DIRECTIONS FOR THIS TASK ::
The entries that follow are to be duplicated in full, character for character.

RECORD EXCERPTS ::

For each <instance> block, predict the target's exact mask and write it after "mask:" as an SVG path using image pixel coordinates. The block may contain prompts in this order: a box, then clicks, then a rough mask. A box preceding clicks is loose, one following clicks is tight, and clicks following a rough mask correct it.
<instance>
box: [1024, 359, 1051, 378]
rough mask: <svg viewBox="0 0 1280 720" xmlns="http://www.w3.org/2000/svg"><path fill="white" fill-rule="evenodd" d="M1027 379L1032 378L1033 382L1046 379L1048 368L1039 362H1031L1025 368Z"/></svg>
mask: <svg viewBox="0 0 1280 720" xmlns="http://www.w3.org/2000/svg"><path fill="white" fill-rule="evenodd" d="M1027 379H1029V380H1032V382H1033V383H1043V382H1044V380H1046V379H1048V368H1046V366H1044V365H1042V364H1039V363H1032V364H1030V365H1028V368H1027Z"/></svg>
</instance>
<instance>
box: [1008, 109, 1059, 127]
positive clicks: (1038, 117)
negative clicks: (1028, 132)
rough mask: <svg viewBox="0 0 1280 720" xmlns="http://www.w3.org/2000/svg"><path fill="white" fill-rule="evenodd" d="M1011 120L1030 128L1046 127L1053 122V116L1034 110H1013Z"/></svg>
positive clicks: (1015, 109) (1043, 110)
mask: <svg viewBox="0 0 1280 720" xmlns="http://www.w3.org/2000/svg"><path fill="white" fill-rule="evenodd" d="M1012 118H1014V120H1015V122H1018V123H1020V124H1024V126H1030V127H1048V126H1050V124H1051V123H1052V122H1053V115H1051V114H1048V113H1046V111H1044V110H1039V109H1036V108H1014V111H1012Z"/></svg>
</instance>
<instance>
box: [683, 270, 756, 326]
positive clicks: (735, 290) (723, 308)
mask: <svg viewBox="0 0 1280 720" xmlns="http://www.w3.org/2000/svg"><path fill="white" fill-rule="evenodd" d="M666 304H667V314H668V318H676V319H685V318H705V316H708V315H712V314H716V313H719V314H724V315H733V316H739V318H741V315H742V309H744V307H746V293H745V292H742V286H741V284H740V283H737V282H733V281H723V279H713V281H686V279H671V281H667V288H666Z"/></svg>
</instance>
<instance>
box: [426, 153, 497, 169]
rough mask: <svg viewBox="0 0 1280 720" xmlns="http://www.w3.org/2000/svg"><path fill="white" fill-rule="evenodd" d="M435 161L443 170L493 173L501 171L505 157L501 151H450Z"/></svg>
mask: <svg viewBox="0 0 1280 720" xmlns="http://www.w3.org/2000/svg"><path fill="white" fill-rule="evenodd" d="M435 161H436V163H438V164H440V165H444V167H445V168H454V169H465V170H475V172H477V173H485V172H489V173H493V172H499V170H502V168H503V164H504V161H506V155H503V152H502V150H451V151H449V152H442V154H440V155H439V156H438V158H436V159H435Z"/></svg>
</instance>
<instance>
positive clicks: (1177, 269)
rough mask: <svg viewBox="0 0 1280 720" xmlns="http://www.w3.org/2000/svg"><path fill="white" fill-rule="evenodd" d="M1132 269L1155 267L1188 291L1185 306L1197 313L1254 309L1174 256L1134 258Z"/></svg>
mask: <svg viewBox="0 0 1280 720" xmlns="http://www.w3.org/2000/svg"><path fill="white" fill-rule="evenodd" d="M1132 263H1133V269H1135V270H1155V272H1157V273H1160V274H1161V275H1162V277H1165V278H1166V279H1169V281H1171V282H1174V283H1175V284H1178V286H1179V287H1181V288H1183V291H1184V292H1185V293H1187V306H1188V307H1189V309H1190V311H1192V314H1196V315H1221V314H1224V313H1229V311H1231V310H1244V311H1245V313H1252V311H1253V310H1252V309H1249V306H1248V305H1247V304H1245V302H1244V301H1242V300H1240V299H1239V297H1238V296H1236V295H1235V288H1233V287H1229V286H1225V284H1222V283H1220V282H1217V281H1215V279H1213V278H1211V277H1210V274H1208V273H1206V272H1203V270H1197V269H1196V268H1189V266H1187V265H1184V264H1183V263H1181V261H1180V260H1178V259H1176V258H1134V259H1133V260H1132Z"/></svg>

EXERCISE OUTPUT ::
For each <instance> block, predict the target's exact mask and write it after "mask:" as an SVG path using image pixel coordinates. The block may contain prompts in this order: a box, then clicks, then a rough mask. A box preceding clicks is loose, one following clicks is tight, and clicks following a rough mask correct it.
<instance>
box: [1024, 359, 1051, 378]
rough mask: <svg viewBox="0 0 1280 720" xmlns="http://www.w3.org/2000/svg"><path fill="white" fill-rule="evenodd" d="M1027 379L1032 378L1033 382L1046 379L1048 368L1039 362H1031L1025 368Z"/></svg>
mask: <svg viewBox="0 0 1280 720" xmlns="http://www.w3.org/2000/svg"><path fill="white" fill-rule="evenodd" d="M1027 379H1029V380H1032V382H1033V383H1043V382H1044V380H1046V379H1048V368H1046V366H1044V365H1042V364H1039V363H1032V364H1030V365H1028V368H1027Z"/></svg>
</instance>
<instance>
box: [1008, 109, 1059, 127]
positive clicks: (1038, 117)
negative clicks: (1028, 132)
rough mask: <svg viewBox="0 0 1280 720" xmlns="http://www.w3.org/2000/svg"><path fill="white" fill-rule="evenodd" d="M1011 120L1030 128L1046 127L1053 122V116L1034 110H1013Z"/></svg>
positive clicks: (1015, 109) (1043, 110)
mask: <svg viewBox="0 0 1280 720" xmlns="http://www.w3.org/2000/svg"><path fill="white" fill-rule="evenodd" d="M1012 118H1014V120H1015V122H1018V123H1020V124H1024V126H1030V127H1048V126H1050V124H1051V123H1052V122H1053V115H1051V114H1048V113H1046V111H1044V110H1039V109H1036V108H1014V111H1012Z"/></svg>
</instance>
<instance>
box: [683, 270, 756, 326]
positive clicks: (735, 290) (723, 308)
mask: <svg viewBox="0 0 1280 720" xmlns="http://www.w3.org/2000/svg"><path fill="white" fill-rule="evenodd" d="M666 304H667V314H668V318H676V319H685V318H705V316H708V315H712V314H716V313H719V314H724V315H733V316H739V318H741V315H742V309H744V307H746V293H745V292H742V286H741V284H740V283H737V282H733V281H723V279H713V281H686V279H671V281H667V288H666Z"/></svg>
</instance>
<instance>
box: [426, 153, 497, 169]
rough mask: <svg viewBox="0 0 1280 720" xmlns="http://www.w3.org/2000/svg"><path fill="white" fill-rule="evenodd" d="M435 161L443 170L493 173L501 171L505 157L501 151H450Z"/></svg>
mask: <svg viewBox="0 0 1280 720" xmlns="http://www.w3.org/2000/svg"><path fill="white" fill-rule="evenodd" d="M435 161H436V163H438V164H440V165H444V167H445V168H454V169H465V170H475V172H477V173H485V172H489V173H493V172H499V170H502V168H503V164H504V161H506V155H503V152H502V150H451V151H449V152H442V154H440V155H439V156H438V158H436V159H435Z"/></svg>
</instance>
<instance>
positive clicks: (1177, 269)
rough mask: <svg viewBox="0 0 1280 720" xmlns="http://www.w3.org/2000/svg"><path fill="white" fill-rule="evenodd" d="M1132 269L1155 267L1188 291L1185 306L1197 313L1254 309L1174 256L1134 258Z"/></svg>
mask: <svg viewBox="0 0 1280 720" xmlns="http://www.w3.org/2000/svg"><path fill="white" fill-rule="evenodd" d="M1132 263H1133V269H1135V270H1155V272H1157V273H1160V274H1161V275H1162V277H1165V278H1166V279H1169V281H1171V282H1174V283H1175V284H1178V286H1179V287H1181V288H1183V291H1184V292H1185V293H1187V306H1188V307H1189V309H1190V311H1192V314H1196V315H1221V314H1224V313H1229V311H1231V310H1244V311H1245V313H1252V311H1253V310H1252V309H1249V306H1248V305H1247V304H1245V302H1244V301H1242V300H1240V299H1239V297H1238V296H1236V295H1235V288H1233V287H1229V286H1225V284H1222V283H1220V282H1217V281H1215V279H1213V278H1211V277H1210V274H1208V273H1206V272H1203V270H1197V269H1196V268H1189V266H1187V265H1184V264H1183V263H1181V261H1180V260H1178V259H1176V258H1134V259H1133V260H1132Z"/></svg>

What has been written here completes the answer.